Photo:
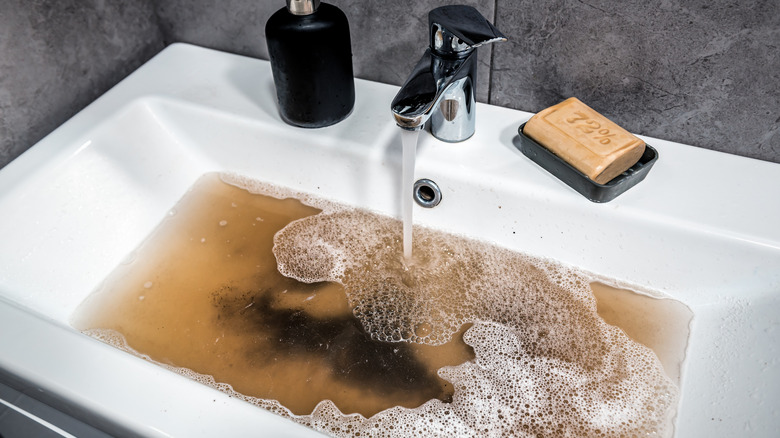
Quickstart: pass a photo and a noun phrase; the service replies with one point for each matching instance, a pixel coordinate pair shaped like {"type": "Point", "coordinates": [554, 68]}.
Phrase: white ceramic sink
{"type": "Point", "coordinates": [703, 228]}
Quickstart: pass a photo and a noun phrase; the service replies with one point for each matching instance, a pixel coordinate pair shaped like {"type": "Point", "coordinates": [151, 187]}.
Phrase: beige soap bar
{"type": "Point", "coordinates": [582, 137]}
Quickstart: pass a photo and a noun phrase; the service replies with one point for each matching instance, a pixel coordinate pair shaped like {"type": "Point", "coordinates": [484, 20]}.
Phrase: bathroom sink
{"type": "Point", "coordinates": [702, 228]}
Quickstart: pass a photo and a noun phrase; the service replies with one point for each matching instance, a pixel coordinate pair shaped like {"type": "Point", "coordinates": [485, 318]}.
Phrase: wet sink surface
{"type": "Point", "coordinates": [76, 204]}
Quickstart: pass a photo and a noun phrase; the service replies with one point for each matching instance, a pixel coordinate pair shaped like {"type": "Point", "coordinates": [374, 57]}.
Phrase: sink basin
{"type": "Point", "coordinates": [702, 228]}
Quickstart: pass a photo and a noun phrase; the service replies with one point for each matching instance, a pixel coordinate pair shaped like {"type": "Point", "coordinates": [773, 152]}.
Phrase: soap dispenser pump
{"type": "Point", "coordinates": [311, 58]}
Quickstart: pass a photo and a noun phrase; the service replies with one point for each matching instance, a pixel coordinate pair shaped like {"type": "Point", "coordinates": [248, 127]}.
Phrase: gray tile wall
{"type": "Point", "coordinates": [700, 72]}
{"type": "Point", "coordinates": [57, 56]}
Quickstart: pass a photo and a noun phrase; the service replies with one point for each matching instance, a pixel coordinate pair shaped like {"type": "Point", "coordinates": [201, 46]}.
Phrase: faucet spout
{"type": "Point", "coordinates": [441, 87]}
{"type": "Point", "coordinates": [424, 90]}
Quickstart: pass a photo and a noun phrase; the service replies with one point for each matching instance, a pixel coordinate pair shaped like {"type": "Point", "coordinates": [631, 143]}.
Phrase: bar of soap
{"type": "Point", "coordinates": [587, 140]}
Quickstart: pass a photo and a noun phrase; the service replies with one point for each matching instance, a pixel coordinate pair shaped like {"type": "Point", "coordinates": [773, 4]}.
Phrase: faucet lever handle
{"type": "Point", "coordinates": [458, 29]}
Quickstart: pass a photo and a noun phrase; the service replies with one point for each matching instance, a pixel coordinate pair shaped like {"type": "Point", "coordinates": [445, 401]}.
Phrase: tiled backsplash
{"type": "Point", "coordinates": [700, 72]}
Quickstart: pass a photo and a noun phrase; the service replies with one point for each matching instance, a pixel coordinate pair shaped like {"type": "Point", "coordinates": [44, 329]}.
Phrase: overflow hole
{"type": "Point", "coordinates": [426, 193]}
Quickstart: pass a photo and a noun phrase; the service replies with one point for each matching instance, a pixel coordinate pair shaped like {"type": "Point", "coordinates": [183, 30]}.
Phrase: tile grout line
{"type": "Point", "coordinates": [492, 56]}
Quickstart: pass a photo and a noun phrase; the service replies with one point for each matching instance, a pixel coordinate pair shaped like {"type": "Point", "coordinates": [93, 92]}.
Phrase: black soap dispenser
{"type": "Point", "coordinates": [311, 58]}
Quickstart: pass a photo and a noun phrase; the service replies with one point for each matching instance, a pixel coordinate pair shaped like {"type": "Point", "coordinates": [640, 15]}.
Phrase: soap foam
{"type": "Point", "coordinates": [546, 364]}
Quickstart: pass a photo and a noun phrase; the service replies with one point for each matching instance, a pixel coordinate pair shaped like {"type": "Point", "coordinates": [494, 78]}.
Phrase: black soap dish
{"type": "Point", "coordinates": [579, 181]}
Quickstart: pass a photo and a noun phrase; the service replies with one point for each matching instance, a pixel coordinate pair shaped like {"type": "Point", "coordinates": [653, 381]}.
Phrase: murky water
{"type": "Point", "coordinates": [311, 311]}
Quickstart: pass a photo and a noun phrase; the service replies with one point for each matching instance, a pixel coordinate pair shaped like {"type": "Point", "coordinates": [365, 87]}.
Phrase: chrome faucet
{"type": "Point", "coordinates": [442, 87]}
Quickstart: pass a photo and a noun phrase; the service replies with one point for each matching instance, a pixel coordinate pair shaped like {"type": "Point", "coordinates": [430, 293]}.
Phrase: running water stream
{"type": "Point", "coordinates": [409, 140]}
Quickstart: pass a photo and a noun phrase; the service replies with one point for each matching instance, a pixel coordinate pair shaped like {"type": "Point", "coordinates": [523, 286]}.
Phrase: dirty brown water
{"type": "Point", "coordinates": [353, 329]}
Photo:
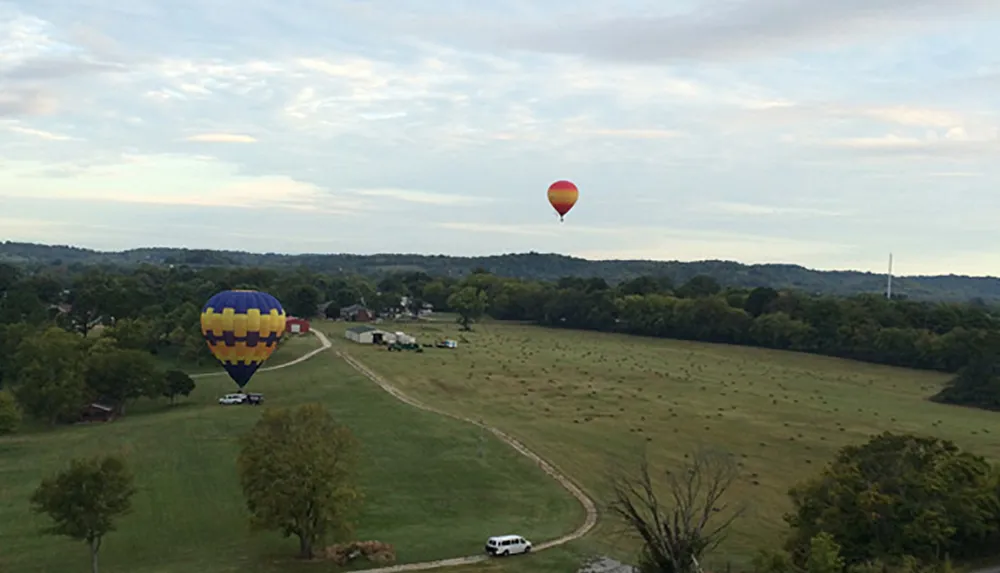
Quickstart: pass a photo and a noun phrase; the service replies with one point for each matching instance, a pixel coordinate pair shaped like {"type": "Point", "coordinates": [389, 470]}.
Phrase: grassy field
{"type": "Point", "coordinates": [435, 487]}
{"type": "Point", "coordinates": [590, 401]}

Problem to solve
Count the lines in the material above that contain the string "water". Reply with the number only.

Task output
3